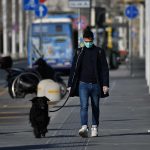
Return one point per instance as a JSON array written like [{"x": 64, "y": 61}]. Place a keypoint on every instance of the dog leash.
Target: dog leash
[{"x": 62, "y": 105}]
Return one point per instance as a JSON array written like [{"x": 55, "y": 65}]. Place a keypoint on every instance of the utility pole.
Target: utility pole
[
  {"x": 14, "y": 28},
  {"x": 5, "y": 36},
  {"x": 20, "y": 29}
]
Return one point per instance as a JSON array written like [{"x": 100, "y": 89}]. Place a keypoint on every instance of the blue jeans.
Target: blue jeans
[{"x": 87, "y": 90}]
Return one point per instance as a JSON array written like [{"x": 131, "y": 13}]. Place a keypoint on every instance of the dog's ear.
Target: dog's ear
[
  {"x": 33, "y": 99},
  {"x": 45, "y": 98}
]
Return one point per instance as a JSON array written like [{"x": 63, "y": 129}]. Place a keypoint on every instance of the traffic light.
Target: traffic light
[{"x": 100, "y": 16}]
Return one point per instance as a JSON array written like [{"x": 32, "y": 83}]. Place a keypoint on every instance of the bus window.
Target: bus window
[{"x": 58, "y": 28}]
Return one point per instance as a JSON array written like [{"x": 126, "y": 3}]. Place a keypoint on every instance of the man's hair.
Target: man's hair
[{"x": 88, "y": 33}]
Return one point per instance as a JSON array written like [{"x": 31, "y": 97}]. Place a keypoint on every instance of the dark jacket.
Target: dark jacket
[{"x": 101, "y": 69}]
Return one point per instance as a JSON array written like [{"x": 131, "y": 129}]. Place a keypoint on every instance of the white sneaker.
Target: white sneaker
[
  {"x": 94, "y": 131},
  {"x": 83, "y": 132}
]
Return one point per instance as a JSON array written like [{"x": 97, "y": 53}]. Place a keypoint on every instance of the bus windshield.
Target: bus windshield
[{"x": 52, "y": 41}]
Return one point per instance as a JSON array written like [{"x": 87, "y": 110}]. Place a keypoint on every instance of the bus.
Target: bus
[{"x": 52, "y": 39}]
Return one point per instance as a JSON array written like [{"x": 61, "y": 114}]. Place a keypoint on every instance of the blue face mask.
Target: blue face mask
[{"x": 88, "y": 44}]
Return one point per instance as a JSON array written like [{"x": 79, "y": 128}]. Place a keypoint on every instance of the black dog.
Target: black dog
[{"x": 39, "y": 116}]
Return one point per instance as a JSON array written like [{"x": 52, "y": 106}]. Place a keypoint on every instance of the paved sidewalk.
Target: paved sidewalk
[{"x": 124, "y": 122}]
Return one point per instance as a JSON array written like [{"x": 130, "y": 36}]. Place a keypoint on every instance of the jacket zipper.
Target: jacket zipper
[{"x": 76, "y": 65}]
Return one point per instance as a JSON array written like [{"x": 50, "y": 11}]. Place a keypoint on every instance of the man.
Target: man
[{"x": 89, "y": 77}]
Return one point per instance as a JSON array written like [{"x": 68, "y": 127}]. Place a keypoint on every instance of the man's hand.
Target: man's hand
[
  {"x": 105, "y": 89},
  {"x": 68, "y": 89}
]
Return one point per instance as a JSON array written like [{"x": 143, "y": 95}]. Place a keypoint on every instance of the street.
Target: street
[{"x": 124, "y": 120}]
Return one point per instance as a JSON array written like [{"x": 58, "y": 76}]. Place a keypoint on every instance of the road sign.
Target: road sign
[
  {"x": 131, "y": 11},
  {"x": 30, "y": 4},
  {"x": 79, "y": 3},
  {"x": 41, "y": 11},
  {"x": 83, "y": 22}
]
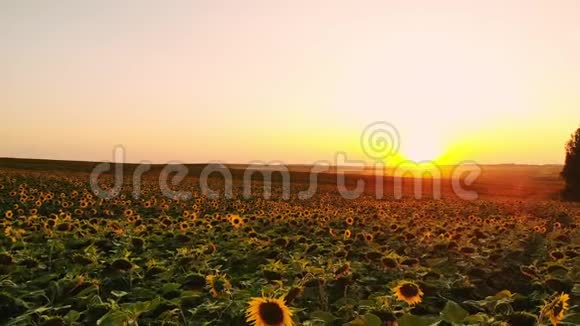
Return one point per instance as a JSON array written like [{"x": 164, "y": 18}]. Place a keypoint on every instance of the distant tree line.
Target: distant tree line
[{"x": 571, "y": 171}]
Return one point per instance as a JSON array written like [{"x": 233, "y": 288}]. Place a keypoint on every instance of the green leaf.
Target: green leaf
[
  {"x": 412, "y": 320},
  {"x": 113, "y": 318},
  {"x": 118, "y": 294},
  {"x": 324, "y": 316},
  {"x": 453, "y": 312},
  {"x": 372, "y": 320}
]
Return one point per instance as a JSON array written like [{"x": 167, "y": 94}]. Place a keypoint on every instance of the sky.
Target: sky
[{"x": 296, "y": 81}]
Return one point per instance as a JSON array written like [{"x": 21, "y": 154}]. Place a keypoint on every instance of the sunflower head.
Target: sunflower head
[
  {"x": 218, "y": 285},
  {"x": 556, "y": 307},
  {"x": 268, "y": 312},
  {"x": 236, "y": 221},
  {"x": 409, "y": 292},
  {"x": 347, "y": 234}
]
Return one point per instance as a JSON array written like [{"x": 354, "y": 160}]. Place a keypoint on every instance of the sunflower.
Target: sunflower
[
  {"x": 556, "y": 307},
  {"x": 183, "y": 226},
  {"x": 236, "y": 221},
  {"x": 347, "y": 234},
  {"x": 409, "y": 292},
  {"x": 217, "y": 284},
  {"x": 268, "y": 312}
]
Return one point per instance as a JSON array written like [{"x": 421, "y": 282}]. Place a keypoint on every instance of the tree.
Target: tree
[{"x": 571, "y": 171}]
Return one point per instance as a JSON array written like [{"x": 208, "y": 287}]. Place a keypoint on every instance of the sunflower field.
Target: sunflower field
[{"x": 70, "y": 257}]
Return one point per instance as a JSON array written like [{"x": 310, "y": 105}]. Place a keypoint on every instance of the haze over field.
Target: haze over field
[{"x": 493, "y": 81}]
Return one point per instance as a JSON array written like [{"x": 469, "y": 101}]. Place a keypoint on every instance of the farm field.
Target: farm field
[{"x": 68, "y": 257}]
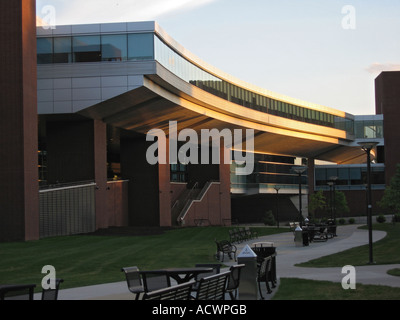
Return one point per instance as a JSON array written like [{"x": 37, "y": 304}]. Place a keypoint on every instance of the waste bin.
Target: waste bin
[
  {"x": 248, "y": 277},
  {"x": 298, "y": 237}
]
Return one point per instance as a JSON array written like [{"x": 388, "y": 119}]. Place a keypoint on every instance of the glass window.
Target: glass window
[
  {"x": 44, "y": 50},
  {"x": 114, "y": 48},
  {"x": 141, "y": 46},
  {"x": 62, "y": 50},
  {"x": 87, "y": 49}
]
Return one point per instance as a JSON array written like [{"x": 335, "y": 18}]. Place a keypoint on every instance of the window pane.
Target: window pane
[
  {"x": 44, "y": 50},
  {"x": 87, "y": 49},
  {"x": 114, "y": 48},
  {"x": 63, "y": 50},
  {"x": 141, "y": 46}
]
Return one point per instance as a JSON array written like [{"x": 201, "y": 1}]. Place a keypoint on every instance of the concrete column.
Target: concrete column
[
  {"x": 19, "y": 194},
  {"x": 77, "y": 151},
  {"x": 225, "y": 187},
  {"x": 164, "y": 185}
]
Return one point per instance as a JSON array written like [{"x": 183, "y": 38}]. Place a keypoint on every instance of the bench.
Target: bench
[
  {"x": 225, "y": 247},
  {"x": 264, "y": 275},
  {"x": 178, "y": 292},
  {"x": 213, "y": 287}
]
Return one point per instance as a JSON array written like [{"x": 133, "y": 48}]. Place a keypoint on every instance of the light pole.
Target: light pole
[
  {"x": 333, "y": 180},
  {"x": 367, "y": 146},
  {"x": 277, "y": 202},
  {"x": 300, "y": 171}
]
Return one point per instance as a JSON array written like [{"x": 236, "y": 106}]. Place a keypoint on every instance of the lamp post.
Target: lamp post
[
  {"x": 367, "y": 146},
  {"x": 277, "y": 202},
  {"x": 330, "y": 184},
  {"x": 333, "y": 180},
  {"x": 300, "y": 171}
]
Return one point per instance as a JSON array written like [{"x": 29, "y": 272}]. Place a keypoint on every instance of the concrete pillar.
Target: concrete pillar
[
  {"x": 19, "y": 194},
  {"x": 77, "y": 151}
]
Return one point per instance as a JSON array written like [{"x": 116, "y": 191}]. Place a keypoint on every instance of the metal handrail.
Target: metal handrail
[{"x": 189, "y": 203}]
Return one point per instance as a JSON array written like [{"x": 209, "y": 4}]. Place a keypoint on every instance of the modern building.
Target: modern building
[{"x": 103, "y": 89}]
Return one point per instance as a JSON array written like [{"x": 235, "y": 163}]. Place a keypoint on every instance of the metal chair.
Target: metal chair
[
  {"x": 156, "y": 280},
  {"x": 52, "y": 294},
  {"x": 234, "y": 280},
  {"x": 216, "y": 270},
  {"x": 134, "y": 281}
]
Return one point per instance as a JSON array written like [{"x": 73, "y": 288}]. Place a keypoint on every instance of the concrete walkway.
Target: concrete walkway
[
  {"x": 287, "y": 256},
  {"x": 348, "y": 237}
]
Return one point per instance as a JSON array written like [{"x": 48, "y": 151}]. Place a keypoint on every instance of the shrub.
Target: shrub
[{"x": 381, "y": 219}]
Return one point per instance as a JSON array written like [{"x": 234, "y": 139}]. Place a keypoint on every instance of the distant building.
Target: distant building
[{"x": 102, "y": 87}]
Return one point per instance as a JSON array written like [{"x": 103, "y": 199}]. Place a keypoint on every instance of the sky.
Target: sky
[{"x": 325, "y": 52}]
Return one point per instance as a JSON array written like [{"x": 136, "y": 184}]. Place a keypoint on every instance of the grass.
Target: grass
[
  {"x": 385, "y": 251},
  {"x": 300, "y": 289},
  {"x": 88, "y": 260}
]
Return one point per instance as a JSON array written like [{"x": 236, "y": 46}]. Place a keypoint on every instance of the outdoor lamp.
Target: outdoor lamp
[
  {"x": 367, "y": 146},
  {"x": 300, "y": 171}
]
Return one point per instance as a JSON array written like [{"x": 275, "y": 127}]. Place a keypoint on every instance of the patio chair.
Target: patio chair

• _REQUEST_
Only the lines from the one containing "of the shrub." through the end of the material should be reproduced, exactly, with both ends included.

• _CORRECT OUTPUT_
Return one point per instance as a JSON array written like [{"x": 48, "y": 151}]. Place a keypoint on every instance of the shrub.
Target: shrub
[{"x": 381, "y": 219}]
Return one point per instance as a JSON array written like [{"x": 234, "y": 139}]. Place a keypoint on every instance of the distant building.
Target: distant building
[{"x": 102, "y": 87}]
Return one point per instance as a JSON array written like [{"x": 103, "y": 199}]. Place a keypoint on every instance of the sky.
Target: sky
[{"x": 325, "y": 52}]
Return one point per instance as a JSON array written like [{"x": 136, "y": 184}]. Place a keypoint on every instance of the grass.
Target: grass
[
  {"x": 385, "y": 251},
  {"x": 300, "y": 289},
  {"x": 88, "y": 260}
]
Return one point per instance as a JSON array written like [{"x": 236, "y": 46}]. Place a keypoint on every instance of the outdoor lamp.
Target: outdoor lamp
[
  {"x": 367, "y": 146},
  {"x": 300, "y": 171}
]
Return one point per instance as a JSON array written like [{"x": 275, "y": 127}]. Place a keypoint on every instance of the patio chair.
Target: patio chair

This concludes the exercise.